§ What to work on: Edit each of the items below, replacing "innermost point" with "central point" and leaving every other word and number untouched. Do not include the pictures in your answer.

§ Data provided:
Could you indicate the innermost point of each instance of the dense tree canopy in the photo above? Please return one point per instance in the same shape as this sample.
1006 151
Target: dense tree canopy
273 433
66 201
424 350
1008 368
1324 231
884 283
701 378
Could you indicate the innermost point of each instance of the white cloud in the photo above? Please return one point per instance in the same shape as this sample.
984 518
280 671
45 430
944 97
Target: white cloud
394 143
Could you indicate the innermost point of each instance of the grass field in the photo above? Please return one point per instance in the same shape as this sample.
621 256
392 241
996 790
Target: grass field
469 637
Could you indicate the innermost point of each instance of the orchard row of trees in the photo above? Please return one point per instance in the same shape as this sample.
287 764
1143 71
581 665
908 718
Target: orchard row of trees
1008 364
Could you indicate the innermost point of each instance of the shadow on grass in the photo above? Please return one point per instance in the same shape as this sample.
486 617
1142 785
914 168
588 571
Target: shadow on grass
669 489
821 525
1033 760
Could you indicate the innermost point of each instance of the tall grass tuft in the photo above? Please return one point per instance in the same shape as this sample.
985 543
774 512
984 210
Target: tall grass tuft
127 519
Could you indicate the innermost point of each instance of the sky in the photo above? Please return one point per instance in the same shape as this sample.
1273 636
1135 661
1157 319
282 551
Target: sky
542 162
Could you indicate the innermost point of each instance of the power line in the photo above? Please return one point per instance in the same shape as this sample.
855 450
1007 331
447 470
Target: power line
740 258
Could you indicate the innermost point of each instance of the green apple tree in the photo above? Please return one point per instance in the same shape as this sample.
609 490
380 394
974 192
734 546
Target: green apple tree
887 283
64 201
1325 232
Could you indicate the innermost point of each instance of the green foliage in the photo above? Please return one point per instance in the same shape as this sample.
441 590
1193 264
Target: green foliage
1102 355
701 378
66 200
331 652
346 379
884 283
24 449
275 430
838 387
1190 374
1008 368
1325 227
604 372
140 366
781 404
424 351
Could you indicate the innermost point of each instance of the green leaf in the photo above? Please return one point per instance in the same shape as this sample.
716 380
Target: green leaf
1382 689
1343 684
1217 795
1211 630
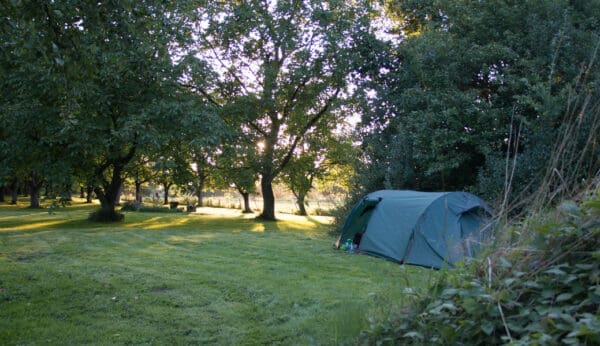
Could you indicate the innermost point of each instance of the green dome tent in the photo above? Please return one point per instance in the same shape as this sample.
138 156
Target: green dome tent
422 228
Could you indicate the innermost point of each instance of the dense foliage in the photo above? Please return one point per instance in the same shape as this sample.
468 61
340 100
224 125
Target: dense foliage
542 290
475 95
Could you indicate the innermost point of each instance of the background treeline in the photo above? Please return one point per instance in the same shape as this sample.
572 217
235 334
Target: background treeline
478 95
496 97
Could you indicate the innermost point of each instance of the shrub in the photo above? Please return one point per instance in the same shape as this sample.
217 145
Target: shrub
105 215
545 290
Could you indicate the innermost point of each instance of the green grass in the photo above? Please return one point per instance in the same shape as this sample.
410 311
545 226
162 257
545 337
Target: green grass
181 279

§ Task result:
Could you indicate the central point of each instance of the dense tree canopy in the photo above? Please return one point per instance in the same shape as this sample.
1006 151
Target: dense tree canopy
273 433
66 201
424 350
1008 368
1324 231
884 283
701 378
Could you indicate the central point of each instance of the white cloud in the photo above? Please return one point per instance in the same shape as this sample.
984 518
280 671
45 430
944 97
Target: white cloud
394 143
Could you indicate the central point of each instance of the grass field in the photo above? Please return one point per instance in the same shape as this sample.
621 256
392 241
996 790
Target: grass field
469 637
Could you indicate the central point of each instance of the orchard row of trees in the photo above? Please return one point per instance in the same shape as this sample.
287 764
1143 71
581 665
908 718
Target: orchard row of trees
1008 364
Could you indicate the central point of each instance of the shadow on grass in the photo above? Please return one point per instance in the same shape as this sample.
486 617
1142 785
914 168
588 571
Target: shadow on grass
669 489
821 525
1033 760
Could you indicate the central point of each instance of the tall grass tuft in the photo above? Please return one point per instance in the same shape as this sample.
985 543
774 512
984 210
Target: tall grass tuft
127 519
Could you indicate the central point of each instance of the sky in the photo above? Please return one point per instance in the same shape as this sample.
1273 636
1135 661
1157 319
282 551
Target: sky
542 162
Could you indicate the central point of each instance of the power line in the photo above? Please return one point per instance in the same shape as this sample.
855 450
1007 331
447 470
Target: power line
740 258
Could you indicate the central point of each instance of the green apple tree in the photo above? Please return one point per instance in the same shape as this sample.
609 490
380 394
974 192
734 546
Target: green apple tree
887 283
64 201
1325 232
Could you indicate the central point of each instance of the green foliage in the photo above? Please return one point per instance in the same shape as this sample.
441 590
1193 264
Target: green foliage
1102 355
701 378
66 200
331 652
346 379
884 283
24 449
275 430
838 387
1190 374
1008 368
1325 227
604 372
140 366
781 404
424 351
Could you indicate the central point of each instance of the green leaf in the photo above? Please return one point per instance in the same shape as this sample.
716 380
Target: green leaf
1382 689
1343 684
1217 795
1211 630
Could you indicate the central point of each instance of the green dome tent in the photo above? Please return one point per instance in the same shape as this sample.
138 156
Target: green dome tent
422 228
Could you indicate the central point of each instance of the dense foliage in the photo above? Please return one point per instance in the same shape as this sample.
468 61
340 100
224 125
Target: dense foliage
542 290
475 95
Could you indicate the central point of each instance of the background treeline in the photo above? Please return one point per instance in the same shape as this sample.
572 217
235 334
Target: background treeline
478 95
496 97
Could you indicate the central point of each instance of the shrub in the photo above? Please return one point per instance in the same shape as this sample.
217 145
Target: shrub
105 215
545 290
Could you indicate the central point of each instance of the green grass in the photo above? Please return one point per instance in the same shape as this sample.
410 311
545 226
162 257
545 337
Target: green grass
181 279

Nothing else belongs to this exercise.